- _Material for this task_
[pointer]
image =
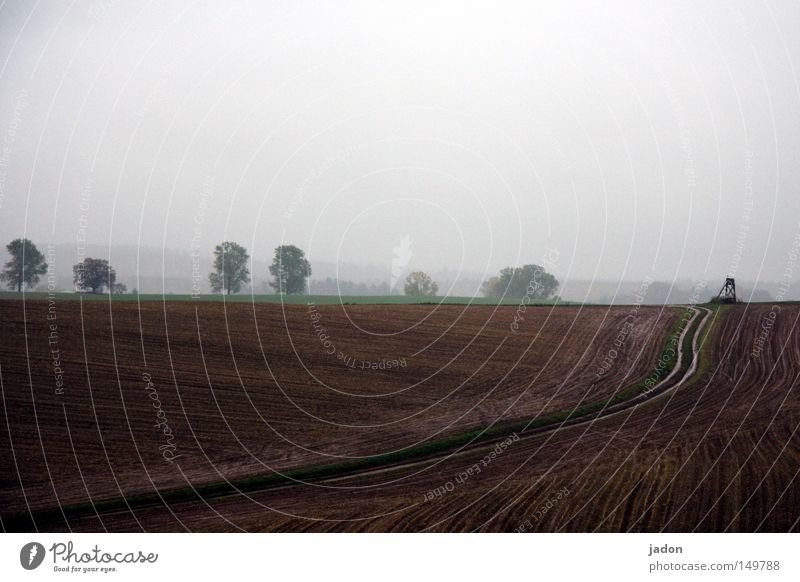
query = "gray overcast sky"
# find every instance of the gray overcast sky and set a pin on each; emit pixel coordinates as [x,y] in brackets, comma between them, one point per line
[659,140]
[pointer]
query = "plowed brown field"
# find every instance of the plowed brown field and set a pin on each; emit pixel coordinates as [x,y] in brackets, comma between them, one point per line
[718,454]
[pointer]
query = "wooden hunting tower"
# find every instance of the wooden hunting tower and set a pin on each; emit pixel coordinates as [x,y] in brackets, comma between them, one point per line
[728,292]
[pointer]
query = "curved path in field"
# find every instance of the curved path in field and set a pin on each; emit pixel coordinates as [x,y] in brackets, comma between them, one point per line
[683,370]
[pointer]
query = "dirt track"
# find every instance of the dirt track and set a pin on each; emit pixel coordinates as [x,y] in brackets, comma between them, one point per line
[720,454]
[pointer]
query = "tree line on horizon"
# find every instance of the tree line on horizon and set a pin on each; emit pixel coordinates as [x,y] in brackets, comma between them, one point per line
[290,272]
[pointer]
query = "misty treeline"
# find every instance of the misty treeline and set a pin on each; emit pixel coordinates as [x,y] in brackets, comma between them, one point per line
[290,273]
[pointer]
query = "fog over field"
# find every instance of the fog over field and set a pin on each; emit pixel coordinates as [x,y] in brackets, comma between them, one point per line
[633,141]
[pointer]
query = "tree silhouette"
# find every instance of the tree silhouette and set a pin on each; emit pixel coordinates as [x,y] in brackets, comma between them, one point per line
[230,268]
[93,275]
[290,269]
[25,266]
[420,284]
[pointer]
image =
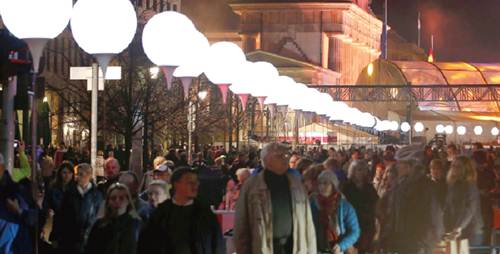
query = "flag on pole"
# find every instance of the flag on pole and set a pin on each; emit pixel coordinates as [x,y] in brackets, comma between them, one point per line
[430,59]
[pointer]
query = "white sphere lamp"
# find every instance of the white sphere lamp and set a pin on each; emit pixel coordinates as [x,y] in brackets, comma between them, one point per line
[478,130]
[461,130]
[448,129]
[195,61]
[440,128]
[225,60]
[36,22]
[103,28]
[405,127]
[419,127]
[167,39]
[495,131]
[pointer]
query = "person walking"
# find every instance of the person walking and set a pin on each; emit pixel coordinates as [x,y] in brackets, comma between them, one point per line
[463,209]
[117,231]
[182,225]
[360,193]
[79,209]
[273,214]
[335,220]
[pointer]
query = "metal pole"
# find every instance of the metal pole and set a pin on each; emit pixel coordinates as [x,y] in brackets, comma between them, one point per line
[93,131]
[384,33]
[190,132]
[8,123]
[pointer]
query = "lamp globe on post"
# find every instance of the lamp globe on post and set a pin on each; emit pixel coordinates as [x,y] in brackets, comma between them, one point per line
[461,130]
[35,22]
[195,61]
[495,131]
[226,59]
[478,130]
[167,39]
[103,28]
[265,81]
[405,127]
[419,127]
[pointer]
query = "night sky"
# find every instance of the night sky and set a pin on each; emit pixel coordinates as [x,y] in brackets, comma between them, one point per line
[464,30]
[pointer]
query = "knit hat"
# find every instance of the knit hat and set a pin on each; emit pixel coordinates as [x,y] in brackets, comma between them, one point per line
[331,177]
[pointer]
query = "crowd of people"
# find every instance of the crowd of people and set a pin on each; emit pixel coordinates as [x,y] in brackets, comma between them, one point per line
[309,200]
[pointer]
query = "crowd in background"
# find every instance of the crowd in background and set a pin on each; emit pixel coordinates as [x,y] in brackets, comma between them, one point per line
[322,200]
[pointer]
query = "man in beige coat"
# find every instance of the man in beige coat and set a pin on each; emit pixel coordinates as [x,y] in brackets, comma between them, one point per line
[273,214]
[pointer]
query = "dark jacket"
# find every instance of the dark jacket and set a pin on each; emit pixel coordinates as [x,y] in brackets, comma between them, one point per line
[114,236]
[414,216]
[463,209]
[347,222]
[78,213]
[205,231]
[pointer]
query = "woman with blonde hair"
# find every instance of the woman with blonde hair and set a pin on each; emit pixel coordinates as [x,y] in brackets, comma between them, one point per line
[117,231]
[463,211]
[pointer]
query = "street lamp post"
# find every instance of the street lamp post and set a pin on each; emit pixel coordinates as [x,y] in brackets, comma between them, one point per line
[102,29]
[46,20]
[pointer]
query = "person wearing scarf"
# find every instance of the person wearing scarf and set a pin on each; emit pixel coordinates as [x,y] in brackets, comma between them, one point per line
[335,219]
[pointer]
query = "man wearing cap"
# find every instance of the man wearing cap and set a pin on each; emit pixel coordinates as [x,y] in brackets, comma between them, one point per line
[182,224]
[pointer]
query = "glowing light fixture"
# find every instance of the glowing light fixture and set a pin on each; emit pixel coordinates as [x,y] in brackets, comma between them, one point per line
[461,130]
[419,127]
[495,131]
[478,130]
[405,127]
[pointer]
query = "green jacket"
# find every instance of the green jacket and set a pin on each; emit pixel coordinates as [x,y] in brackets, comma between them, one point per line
[24,171]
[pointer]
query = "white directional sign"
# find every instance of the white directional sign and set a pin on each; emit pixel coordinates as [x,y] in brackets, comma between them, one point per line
[85,73]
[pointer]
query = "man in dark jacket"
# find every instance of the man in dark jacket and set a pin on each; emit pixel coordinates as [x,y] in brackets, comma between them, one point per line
[416,215]
[79,209]
[182,225]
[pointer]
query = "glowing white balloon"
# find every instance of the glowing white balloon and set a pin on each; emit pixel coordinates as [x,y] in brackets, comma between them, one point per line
[461,130]
[36,19]
[478,130]
[495,131]
[405,127]
[439,128]
[419,127]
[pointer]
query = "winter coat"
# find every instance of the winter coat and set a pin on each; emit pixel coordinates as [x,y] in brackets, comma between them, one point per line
[364,201]
[414,217]
[253,222]
[347,224]
[205,231]
[78,214]
[10,223]
[114,236]
[463,209]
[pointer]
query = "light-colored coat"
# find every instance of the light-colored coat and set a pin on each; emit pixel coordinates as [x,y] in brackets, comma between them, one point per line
[254,225]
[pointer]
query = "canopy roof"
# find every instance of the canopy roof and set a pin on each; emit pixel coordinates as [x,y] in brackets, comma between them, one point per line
[417,73]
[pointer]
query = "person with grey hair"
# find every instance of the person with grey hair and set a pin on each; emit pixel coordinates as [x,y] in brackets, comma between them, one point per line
[360,192]
[335,220]
[79,210]
[273,214]
[414,215]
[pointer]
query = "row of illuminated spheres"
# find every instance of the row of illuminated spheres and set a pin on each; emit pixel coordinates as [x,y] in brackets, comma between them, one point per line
[172,42]
[440,128]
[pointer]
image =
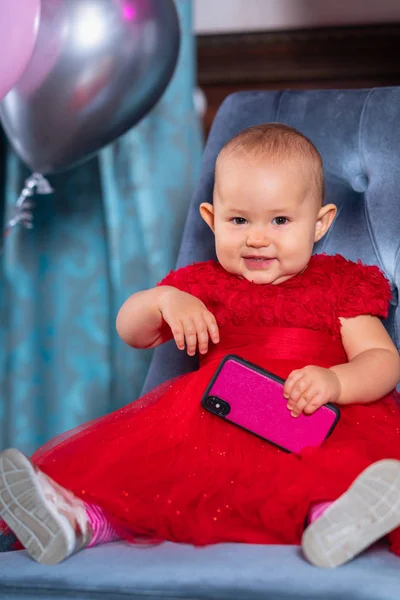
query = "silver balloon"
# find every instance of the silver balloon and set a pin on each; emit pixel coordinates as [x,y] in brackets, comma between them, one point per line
[98,67]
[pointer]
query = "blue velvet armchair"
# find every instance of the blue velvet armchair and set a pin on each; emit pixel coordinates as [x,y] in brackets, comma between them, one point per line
[358,135]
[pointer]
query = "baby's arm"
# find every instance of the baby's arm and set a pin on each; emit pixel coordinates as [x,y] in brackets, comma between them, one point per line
[152,317]
[373,369]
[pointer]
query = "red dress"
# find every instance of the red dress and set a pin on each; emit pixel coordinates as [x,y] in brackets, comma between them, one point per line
[165,469]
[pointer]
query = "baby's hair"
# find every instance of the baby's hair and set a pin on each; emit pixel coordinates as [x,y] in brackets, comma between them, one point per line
[277,141]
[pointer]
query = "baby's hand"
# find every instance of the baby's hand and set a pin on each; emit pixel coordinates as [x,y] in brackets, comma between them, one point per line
[190,321]
[309,388]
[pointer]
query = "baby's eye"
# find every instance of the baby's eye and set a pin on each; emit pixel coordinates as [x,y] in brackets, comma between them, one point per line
[239,221]
[280,220]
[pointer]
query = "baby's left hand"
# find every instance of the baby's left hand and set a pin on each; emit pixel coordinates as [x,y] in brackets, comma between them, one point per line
[309,388]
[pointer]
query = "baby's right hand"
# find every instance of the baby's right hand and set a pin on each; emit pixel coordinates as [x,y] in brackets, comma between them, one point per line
[189,319]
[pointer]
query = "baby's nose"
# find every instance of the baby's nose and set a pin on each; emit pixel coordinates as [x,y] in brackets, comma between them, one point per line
[258,239]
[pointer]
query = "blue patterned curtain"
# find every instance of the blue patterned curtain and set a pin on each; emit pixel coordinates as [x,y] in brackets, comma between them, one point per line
[112,227]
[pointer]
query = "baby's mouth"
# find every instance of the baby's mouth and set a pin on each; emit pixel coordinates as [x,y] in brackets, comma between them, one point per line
[255,263]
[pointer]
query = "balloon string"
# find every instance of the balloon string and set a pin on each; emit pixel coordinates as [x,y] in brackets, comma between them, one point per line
[22,214]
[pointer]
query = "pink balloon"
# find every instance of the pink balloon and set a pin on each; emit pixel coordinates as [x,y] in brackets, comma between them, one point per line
[19,24]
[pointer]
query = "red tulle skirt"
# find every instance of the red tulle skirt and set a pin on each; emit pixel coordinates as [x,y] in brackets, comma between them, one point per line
[165,469]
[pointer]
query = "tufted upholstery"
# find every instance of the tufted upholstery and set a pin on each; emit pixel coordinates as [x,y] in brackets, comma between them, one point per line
[357,133]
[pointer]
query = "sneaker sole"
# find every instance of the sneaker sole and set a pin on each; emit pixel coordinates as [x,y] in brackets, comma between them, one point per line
[368,511]
[24,508]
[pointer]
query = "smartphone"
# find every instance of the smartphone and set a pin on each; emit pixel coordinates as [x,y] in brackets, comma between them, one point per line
[252,398]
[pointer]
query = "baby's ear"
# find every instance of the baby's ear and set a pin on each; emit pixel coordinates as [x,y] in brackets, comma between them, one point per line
[207,213]
[324,220]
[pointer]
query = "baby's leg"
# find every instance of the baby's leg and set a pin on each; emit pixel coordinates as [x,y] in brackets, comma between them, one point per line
[368,511]
[50,521]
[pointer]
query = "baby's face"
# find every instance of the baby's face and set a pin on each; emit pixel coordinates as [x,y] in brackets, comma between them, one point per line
[265,218]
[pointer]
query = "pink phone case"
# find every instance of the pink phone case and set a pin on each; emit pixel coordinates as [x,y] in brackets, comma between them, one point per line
[252,399]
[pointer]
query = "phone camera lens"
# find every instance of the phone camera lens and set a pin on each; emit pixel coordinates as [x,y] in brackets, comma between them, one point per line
[217,406]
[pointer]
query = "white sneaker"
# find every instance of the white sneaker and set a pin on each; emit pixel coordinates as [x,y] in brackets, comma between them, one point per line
[49,521]
[369,510]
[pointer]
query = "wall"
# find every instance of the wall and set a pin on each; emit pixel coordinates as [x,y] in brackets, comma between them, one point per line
[225,16]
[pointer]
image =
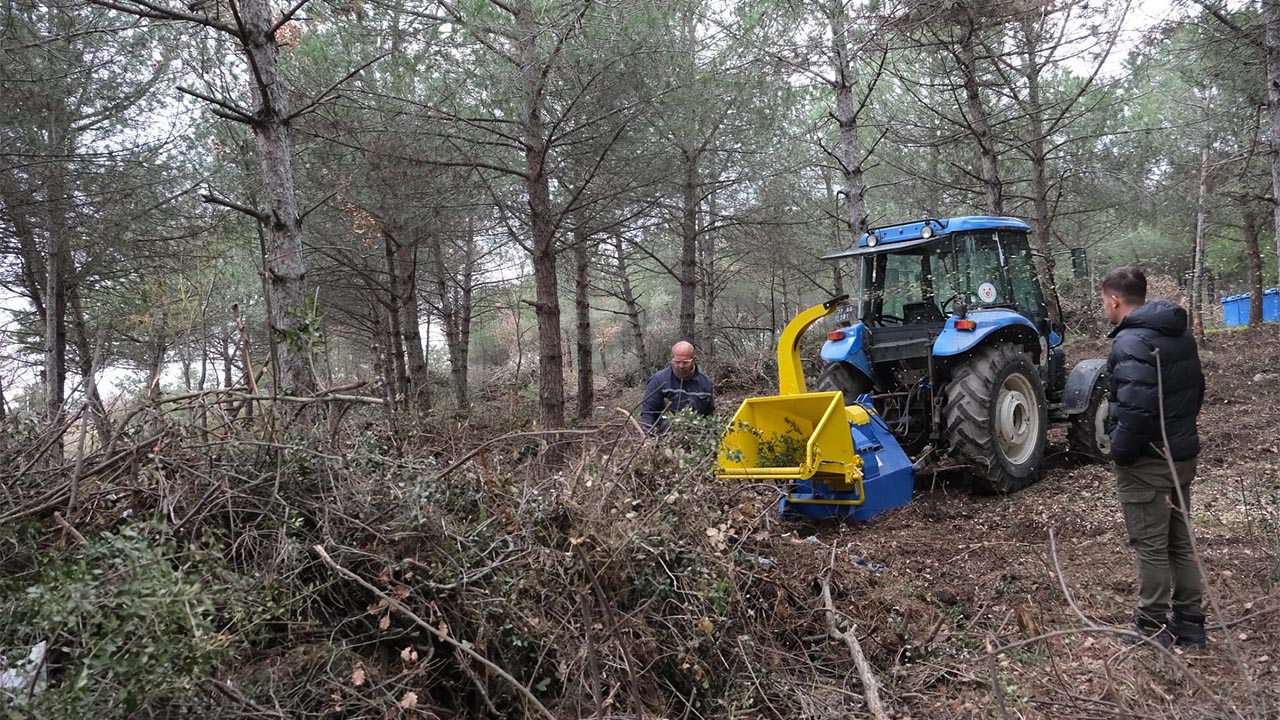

- _Exercise details_
Pull out each line of the data above that contains the word "light". Treat uppercase and lowercase letters as different.

- _Final result_
query = "glowing light fixture"
# find every instance of the glowing light fixture and set a pin on each; emit pixel coordinates as [x,y] in brackets, comma between them, one point per line
query = "light-colored coat"
# find every instance of the light-colored coat and set a pin on each; emit pixel coordinates as [x,y] in brackets, comma between them, one point per line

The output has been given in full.